[Begin Records provided]
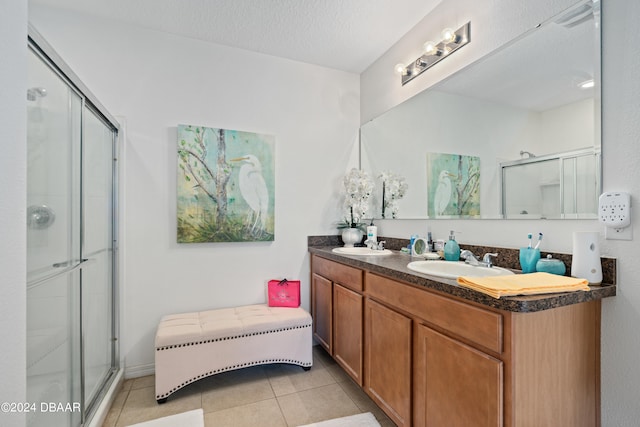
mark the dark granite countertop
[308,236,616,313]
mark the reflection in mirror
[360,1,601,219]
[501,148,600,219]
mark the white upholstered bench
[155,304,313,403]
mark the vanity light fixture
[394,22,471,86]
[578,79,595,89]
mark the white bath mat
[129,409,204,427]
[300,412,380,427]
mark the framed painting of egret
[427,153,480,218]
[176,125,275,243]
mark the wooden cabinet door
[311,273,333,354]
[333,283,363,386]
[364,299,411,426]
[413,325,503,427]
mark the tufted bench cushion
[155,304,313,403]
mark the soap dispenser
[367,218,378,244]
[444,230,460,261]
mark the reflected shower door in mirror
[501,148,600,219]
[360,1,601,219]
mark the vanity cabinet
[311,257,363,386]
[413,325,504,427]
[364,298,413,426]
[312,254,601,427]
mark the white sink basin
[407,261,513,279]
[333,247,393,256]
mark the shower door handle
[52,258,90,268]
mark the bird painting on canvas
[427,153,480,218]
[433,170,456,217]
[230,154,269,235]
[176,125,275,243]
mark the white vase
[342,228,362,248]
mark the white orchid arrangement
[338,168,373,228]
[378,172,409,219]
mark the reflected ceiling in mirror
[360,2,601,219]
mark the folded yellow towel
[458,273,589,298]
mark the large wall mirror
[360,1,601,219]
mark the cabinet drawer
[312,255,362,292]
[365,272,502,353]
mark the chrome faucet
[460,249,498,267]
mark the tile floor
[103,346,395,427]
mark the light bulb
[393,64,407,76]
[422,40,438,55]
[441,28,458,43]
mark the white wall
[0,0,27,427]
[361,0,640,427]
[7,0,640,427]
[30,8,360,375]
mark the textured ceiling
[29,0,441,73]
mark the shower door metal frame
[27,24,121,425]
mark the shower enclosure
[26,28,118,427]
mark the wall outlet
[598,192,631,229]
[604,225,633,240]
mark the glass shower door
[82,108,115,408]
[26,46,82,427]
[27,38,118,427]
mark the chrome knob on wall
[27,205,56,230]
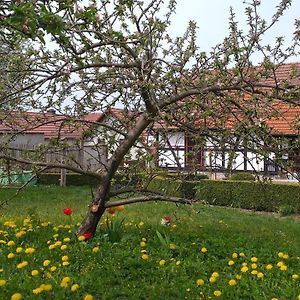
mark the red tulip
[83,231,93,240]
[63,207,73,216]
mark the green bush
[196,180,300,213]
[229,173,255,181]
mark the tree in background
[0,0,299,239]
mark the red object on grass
[End Records provided]
__What this task involves__
Please rewrite the listing above as a numbered list, skipping any blank lines and leaving the pictures out.

__Exercise answer__
1. mark the dark granite countertop
2. [308,236,616,313]
3. mark the reflection in mirror
4. [360,1,601,219]
5. [501,148,600,219]
6. mark the white upholstered bench
7. [155,304,313,403]
8. mark the vanity light fixture
9. [394,22,471,86]
10. [578,79,595,89]
11. mark the white bath mat
12. [129,409,204,427]
13. [300,412,380,427]
14. mark the framed painting of egret
15. [427,153,480,218]
16. [176,125,275,243]
17. mark the wooden cabinet door
18. [311,273,333,354]
19. [333,283,363,386]
20. [364,299,411,426]
21. [413,325,503,427]
22. mark the tufted bench cushion
23. [155,304,313,403]
24. mark the soap dispenser
25. [367,218,378,244]
26. [444,230,460,261]
27. mark the reflected shower door in mirror
28. [501,148,600,219]
29. [360,1,601,219]
30. mark the vanity cabinet
31. [311,257,363,386]
32. [413,325,504,427]
33. [364,298,413,426]
34. [312,254,601,427]
35. mark the white sink basin
36. [407,261,513,279]
37. [333,247,393,256]
38. mark the shower door handle
39. [52,258,90,268]
40. mark the bird painting on canvas
41. [427,153,480,218]
42. [433,170,456,217]
43. [230,154,269,235]
44. [176,125,275,243]
45. mark the white vase
46. [342,228,362,248]
47. mark the white orchid arrangement
48. [338,168,373,228]
49. [378,172,409,219]
50. mark the reflected ceiling in mirror
51. [360,2,601,219]
52. mark the folded yellow towel
53. [458,273,589,298]
54. mark the large wall mirror
55. [360,1,601,219]
56. mark the cabinet drawer
57. [312,255,362,292]
58. [365,272,502,353]
59. mark the chrome faucet
60. [460,249,498,267]
61. mark the tile floor
62. [103,346,395,427]
63. mark the light bulb
64. [393,64,407,76]
65. [422,40,438,55]
66. [441,28,458,43]
67. mark the white wall
68. [0,0,27,427]
69. [361,0,640,427]
70. [7,0,640,427]
71. [30,8,360,375]
72. mark the textured ceiling
73. [29,0,441,73]
74. mark the shower door metal frame
75. [27,24,121,425]
76. mark the shower enclosure
77. [26,28,118,427]
78. mark the wall outlet
79. [598,192,631,229]
80. [604,225,633,240]
81. mark the glass shower door
82. [82,108,115,408]
83. [26,46,82,427]
84. [27,38,118,427]
85. mark the chrome knob on wall
86. [27,205,56,230]
87. mark the red tulip
88. [83,231,93,240]
89. [63,207,73,216]
90. mark the green bush
91. [196,180,300,213]
92. [229,173,255,181]
93. mark the tree in background
94. [0,0,299,239]
95. mark the red object on grass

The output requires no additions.